Work instructions
Pictures don't belong in the copy. Set down the lines from the one containing "Objective — one point per instance of the pollen" through the last line, exactly as they are.

Raw records
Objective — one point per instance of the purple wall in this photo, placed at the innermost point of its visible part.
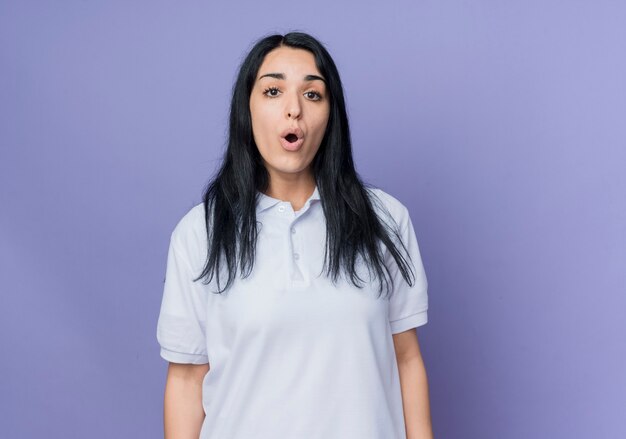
(500, 124)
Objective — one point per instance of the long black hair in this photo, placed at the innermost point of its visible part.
(353, 229)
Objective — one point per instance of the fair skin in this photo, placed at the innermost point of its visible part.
(414, 385)
(289, 92)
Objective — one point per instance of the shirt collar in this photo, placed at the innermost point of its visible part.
(265, 201)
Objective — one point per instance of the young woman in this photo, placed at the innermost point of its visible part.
(293, 290)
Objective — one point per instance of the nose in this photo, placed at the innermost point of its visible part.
(293, 108)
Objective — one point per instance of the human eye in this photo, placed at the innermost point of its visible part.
(271, 92)
(313, 95)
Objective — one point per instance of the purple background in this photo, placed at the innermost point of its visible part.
(500, 124)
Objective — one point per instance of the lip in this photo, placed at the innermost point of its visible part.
(292, 146)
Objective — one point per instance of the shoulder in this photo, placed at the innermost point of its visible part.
(189, 236)
(387, 206)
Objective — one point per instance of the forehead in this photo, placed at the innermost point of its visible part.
(293, 63)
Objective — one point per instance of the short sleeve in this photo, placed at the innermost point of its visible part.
(182, 318)
(408, 304)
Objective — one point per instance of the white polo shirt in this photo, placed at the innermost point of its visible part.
(292, 356)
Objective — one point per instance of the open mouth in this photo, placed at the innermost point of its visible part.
(291, 138)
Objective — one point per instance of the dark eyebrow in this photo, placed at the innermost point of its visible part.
(282, 76)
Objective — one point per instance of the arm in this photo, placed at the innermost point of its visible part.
(414, 385)
(183, 413)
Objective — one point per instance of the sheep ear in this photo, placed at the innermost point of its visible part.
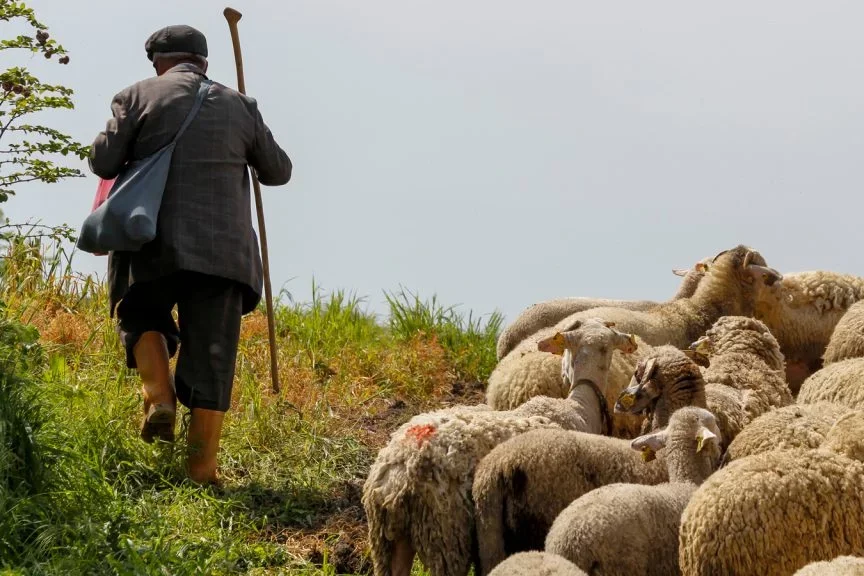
(554, 344)
(703, 435)
(650, 368)
(698, 358)
(626, 342)
(649, 444)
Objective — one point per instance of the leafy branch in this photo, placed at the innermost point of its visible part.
(27, 158)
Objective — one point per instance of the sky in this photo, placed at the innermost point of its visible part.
(497, 153)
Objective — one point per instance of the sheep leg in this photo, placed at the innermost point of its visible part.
(403, 558)
(796, 373)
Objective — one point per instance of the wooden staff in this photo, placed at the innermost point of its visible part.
(233, 17)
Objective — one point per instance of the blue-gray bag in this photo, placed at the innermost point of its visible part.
(127, 219)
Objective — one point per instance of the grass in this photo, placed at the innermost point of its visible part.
(81, 494)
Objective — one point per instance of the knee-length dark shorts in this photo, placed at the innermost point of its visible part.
(209, 310)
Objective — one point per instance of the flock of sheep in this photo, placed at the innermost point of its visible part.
(720, 432)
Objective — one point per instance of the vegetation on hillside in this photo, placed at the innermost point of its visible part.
(81, 494)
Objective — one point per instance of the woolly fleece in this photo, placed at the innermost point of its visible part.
(793, 427)
(773, 513)
(632, 528)
(536, 563)
(522, 485)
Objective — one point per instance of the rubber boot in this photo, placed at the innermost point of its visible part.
(202, 441)
(160, 401)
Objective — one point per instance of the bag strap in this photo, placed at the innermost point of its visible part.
(199, 100)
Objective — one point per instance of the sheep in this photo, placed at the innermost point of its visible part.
(536, 563)
(522, 485)
(550, 312)
(841, 382)
(773, 513)
(633, 528)
(793, 427)
(727, 288)
(744, 377)
(417, 495)
(847, 340)
(589, 350)
(802, 311)
(840, 566)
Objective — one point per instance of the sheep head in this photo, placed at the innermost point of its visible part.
(586, 349)
(668, 374)
(734, 278)
(740, 334)
(692, 278)
(692, 429)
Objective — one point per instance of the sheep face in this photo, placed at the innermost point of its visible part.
(740, 269)
(692, 428)
(669, 370)
(586, 350)
(740, 334)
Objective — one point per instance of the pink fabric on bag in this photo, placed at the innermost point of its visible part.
(102, 192)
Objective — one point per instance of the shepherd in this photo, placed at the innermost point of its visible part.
(205, 258)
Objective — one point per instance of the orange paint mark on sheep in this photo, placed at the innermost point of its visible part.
(421, 433)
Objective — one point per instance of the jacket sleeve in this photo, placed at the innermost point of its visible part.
(110, 149)
(272, 165)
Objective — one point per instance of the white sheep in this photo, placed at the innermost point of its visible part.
(417, 495)
(840, 382)
(802, 311)
(744, 378)
(727, 288)
(633, 528)
(589, 350)
(773, 513)
(847, 340)
(550, 312)
(536, 563)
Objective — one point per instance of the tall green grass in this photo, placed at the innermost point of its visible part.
(81, 494)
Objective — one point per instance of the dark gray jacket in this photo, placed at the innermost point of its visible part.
(205, 222)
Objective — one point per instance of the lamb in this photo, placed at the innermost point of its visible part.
(417, 496)
(550, 312)
(841, 382)
(589, 350)
(840, 566)
(802, 311)
(773, 513)
(536, 563)
(522, 485)
(744, 378)
(793, 427)
(633, 528)
(727, 288)
(847, 340)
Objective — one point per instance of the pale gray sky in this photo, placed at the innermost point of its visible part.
(498, 152)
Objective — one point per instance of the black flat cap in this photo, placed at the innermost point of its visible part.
(178, 38)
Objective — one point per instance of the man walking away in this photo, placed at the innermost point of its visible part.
(205, 257)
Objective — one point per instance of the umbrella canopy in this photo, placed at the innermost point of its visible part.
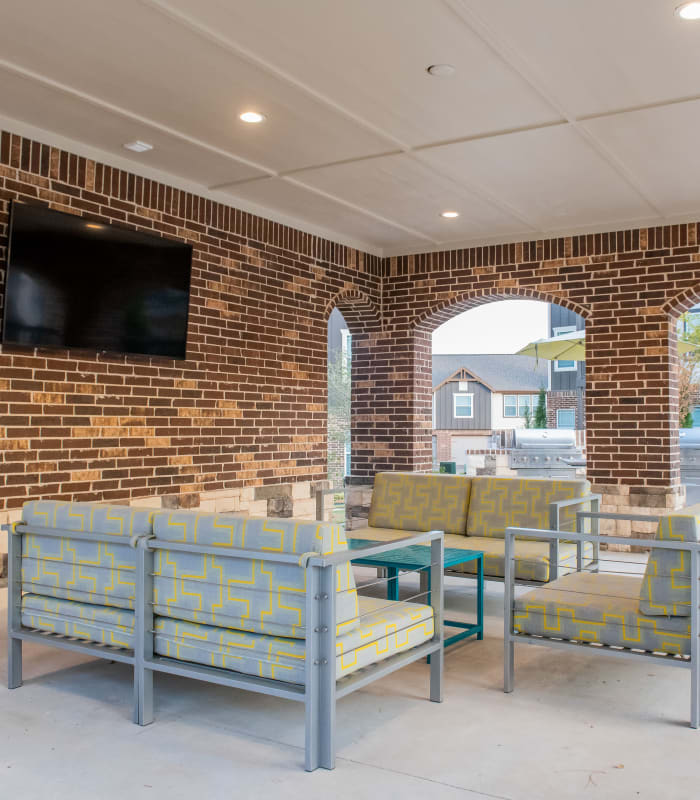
(572, 347)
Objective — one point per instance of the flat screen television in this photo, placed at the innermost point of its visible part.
(73, 283)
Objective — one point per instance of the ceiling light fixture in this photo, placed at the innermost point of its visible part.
(689, 11)
(440, 70)
(252, 116)
(138, 146)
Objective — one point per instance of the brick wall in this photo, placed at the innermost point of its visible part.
(248, 406)
(629, 287)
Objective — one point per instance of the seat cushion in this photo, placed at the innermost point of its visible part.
(666, 586)
(251, 595)
(595, 607)
(385, 628)
(531, 556)
(414, 502)
(92, 623)
(500, 503)
(100, 573)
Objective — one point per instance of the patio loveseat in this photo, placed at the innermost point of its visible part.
(652, 616)
(475, 512)
(268, 605)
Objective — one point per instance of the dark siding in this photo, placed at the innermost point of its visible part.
(560, 318)
(481, 404)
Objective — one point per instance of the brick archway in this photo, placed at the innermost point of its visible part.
(447, 309)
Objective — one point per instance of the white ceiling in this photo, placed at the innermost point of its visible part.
(562, 116)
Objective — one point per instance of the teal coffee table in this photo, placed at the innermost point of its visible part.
(418, 556)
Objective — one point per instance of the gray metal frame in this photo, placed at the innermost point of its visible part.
(320, 690)
(510, 637)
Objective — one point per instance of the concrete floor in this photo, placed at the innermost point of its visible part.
(577, 726)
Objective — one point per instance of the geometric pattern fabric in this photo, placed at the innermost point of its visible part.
(500, 503)
(385, 628)
(420, 502)
(666, 584)
(599, 607)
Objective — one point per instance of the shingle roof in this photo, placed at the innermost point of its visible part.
(502, 372)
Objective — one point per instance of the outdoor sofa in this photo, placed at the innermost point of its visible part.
(652, 616)
(474, 513)
(264, 604)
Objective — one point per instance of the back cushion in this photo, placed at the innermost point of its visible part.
(666, 585)
(412, 502)
(240, 593)
(500, 503)
(101, 573)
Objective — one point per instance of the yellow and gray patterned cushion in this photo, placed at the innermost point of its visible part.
(251, 595)
(385, 628)
(599, 607)
(500, 503)
(110, 626)
(531, 556)
(666, 585)
(91, 572)
(413, 502)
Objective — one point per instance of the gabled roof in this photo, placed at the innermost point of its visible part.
(500, 372)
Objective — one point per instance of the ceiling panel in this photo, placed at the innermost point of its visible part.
(660, 146)
(370, 57)
(402, 188)
(26, 100)
(551, 176)
(599, 55)
(290, 199)
(130, 55)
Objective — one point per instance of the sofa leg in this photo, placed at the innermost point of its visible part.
(437, 662)
(508, 665)
(14, 664)
(143, 700)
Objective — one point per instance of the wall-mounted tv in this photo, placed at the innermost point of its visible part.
(76, 283)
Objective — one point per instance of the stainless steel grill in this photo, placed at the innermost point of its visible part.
(689, 440)
(545, 453)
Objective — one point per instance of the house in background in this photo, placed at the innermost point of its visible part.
(567, 379)
(477, 395)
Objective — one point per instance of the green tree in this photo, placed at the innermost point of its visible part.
(541, 410)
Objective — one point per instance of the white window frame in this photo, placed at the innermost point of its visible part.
(471, 406)
(568, 411)
(557, 364)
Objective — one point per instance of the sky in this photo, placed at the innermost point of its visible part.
(498, 327)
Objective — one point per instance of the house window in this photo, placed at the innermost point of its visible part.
(566, 418)
(565, 366)
(515, 405)
(463, 405)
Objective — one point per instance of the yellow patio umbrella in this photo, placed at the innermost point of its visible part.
(572, 347)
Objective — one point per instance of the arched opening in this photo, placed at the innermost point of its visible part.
(481, 392)
(684, 390)
(353, 322)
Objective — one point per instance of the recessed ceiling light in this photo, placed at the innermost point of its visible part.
(440, 70)
(252, 116)
(138, 146)
(689, 11)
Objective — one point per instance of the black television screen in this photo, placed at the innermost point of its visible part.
(81, 284)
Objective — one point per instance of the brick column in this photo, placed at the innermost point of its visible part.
(631, 416)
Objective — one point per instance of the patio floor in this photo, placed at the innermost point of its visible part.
(577, 725)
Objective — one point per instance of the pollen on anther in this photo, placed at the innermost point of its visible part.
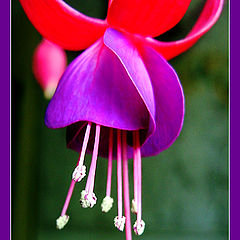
(79, 173)
(62, 221)
(139, 227)
(88, 199)
(119, 222)
(134, 207)
(107, 204)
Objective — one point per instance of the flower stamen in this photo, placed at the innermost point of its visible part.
(63, 219)
(126, 188)
(139, 224)
(80, 171)
(119, 221)
(88, 198)
(108, 201)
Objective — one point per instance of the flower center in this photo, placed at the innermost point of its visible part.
(88, 197)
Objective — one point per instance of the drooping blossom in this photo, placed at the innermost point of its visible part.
(119, 99)
(49, 63)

Result
Objective — one point per instance of the pollen on anther in this photo, placed at the innermost point of its visible part.
(79, 173)
(62, 221)
(139, 227)
(88, 199)
(119, 222)
(134, 207)
(107, 204)
Objective — one point per instance of the flower stamen in this photo, placed at the innermost point of its visible part.
(63, 219)
(126, 188)
(139, 224)
(80, 171)
(119, 221)
(88, 198)
(108, 201)
Objective — one point per instance of the flower center in this photo, placed at the innermost point of its visible part.
(88, 197)
Objective — one point per instance of the drooping blossom in this photo, placed at the innermost point of its visible part.
(119, 99)
(49, 63)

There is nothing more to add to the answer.